Instructions for the task: Can you rewrite everything in the Bordeaux terroir text from "The soil in" down to "reach full maturity.", with "sustenance" replaced by "nourishment"?

Study text:
========================================================================

Terroir Tales: Bordeaux
WineShop At home has been working with several trusted partners for many years. Having a direct relationship with the vineyard and winemaking team who care for our lots of wine has truly been a major key for our success. Another important factor to our success is to identify where we should source our grapes and our wines from.
This is the first installment in a series of articles that will give you more insight into the regions and vineyards that offer the greatest expression in the final wine. In February, we just released our new Terroir Cellars 2018 L’Ouverture. Here is an overview of…
The Terroir of Bordeaux
Bordeaux appellations like the Medoc, the Right Bank and Pessac Leognan or the Entre-Deux-Mers, are a complex collection of different soils within the same region.
The soil in Bordeaux is relatively poor and inhospitable. While not great for growing most types of agriculture, the soil is perfect for growing grapes. The type of soil and terroir is the most important factor that will determine the quality of the wine.
In the best soil, or should I say worst soil, the roots of the grapevines are forced to seek nutrients for sustenance, which in some extreme conditions, causes the vines to go through periods of stress. During these times, they seek moisture. When they are able to feed and develop, the grapes reach full maturity.
The soil and terroir of Bordeaux can be split into two distinctive types. On the Left Bank of Bordeaux, the best terroir is predominantly gravel-based. On the Right Bank of Bordeaux, the soil is dominated by clay and limestone.
The gravel found in the Medoc (Left Bank) plays a vital role in the grape’s development. The gravel soil in Bordeaux allows for excellent drainage. It’s also perfect for retaining and radiating heat when needed, which can aid in the ripening process. Plus, the material the gravel beds rest on assists in the retention of water during dry periods. This helps with the development of important mineral characteristics in the wine. The sensation of minerality is widely prized among many wine tasters.
Water’s Effect on Terroir
The lack of water in Bordeaux vineyards, at the right time, creates vine stress, forcing the development of grapes instead of their leaves and canopies. This helps produce smaller berries with a higher juice-to-skin ratio and naturally brings about lower yields. The end result is a wine with more concentration and flavor.

========================================================================

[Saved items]
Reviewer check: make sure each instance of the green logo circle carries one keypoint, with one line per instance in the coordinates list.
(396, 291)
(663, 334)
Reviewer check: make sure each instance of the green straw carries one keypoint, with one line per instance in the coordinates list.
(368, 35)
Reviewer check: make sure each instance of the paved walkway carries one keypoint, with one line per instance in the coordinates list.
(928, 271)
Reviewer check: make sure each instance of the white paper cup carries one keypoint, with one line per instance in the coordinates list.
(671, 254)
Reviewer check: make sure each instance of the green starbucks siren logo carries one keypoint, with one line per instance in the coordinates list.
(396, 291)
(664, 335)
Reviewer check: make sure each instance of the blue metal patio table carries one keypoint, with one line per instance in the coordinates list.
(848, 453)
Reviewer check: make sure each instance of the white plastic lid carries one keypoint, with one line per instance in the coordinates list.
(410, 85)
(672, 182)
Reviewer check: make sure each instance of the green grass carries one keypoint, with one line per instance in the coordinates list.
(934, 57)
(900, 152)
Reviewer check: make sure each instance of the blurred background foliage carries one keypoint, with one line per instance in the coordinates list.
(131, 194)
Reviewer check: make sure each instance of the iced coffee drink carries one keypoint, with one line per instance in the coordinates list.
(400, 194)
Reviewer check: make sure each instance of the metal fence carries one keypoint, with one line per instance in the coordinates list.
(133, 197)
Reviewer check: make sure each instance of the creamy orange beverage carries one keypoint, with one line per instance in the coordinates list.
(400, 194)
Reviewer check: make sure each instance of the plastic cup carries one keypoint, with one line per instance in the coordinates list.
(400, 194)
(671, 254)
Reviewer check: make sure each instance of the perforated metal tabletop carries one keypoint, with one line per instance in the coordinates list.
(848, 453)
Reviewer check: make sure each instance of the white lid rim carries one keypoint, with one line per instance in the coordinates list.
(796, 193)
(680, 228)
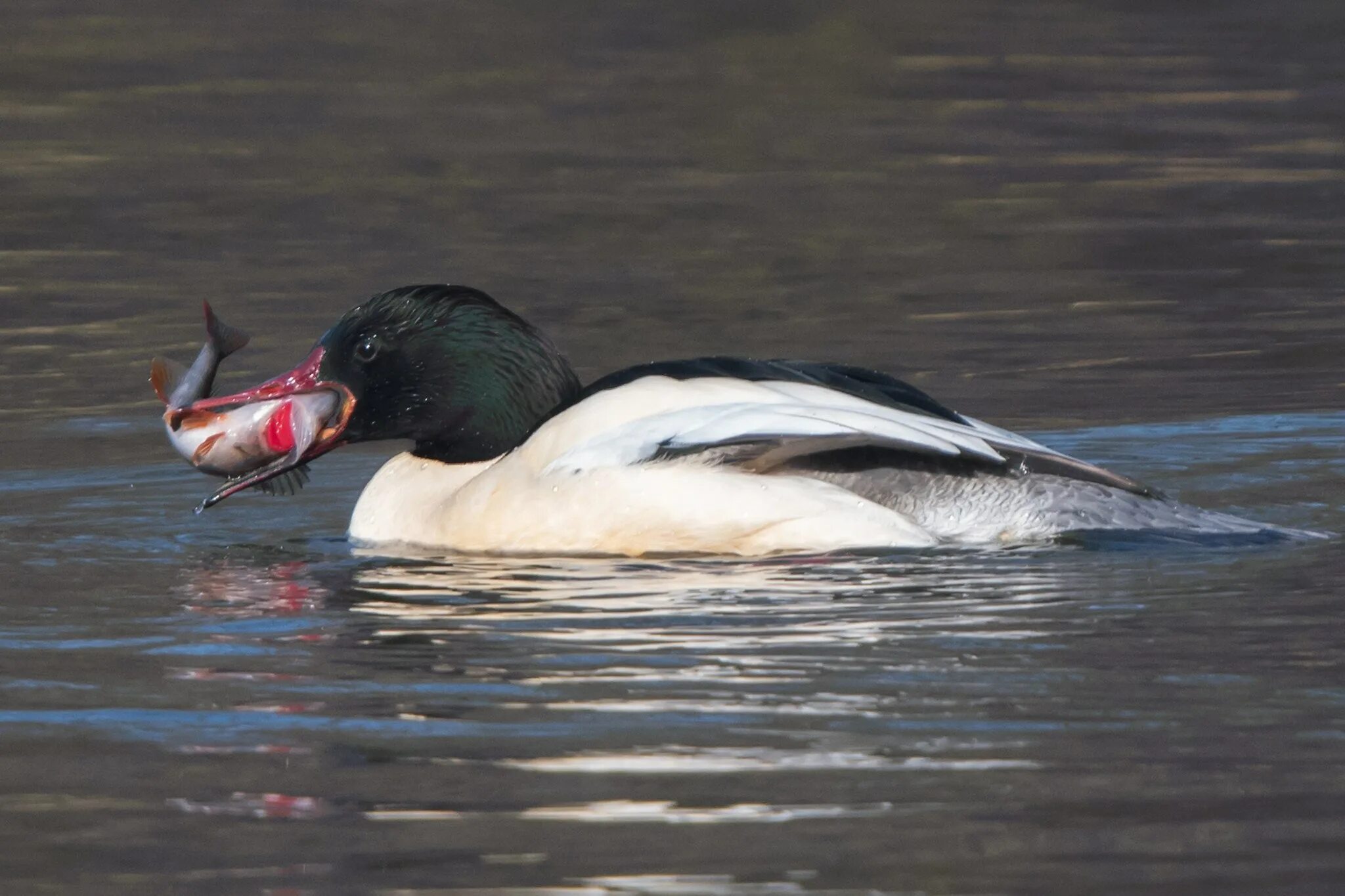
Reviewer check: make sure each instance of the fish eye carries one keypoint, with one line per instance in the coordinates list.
(368, 350)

========================================================================

Result of the task:
The soil in Bordeaux is relatively poor and inhospitable. While not great for growing most types of agriculture, the soil is perfect for growing grapes. The type of soil and terroir is the most important factor that will determine the quality of the wine.
In the best soil, or should I say worst soil, the roots of the grapevines are forced to seek nutrients for nourishment, which in some extreme conditions, causes the vines to go through periods of stress. During these times, they seek moisture. When they are able to feed and develop, the grapes reach full maturity.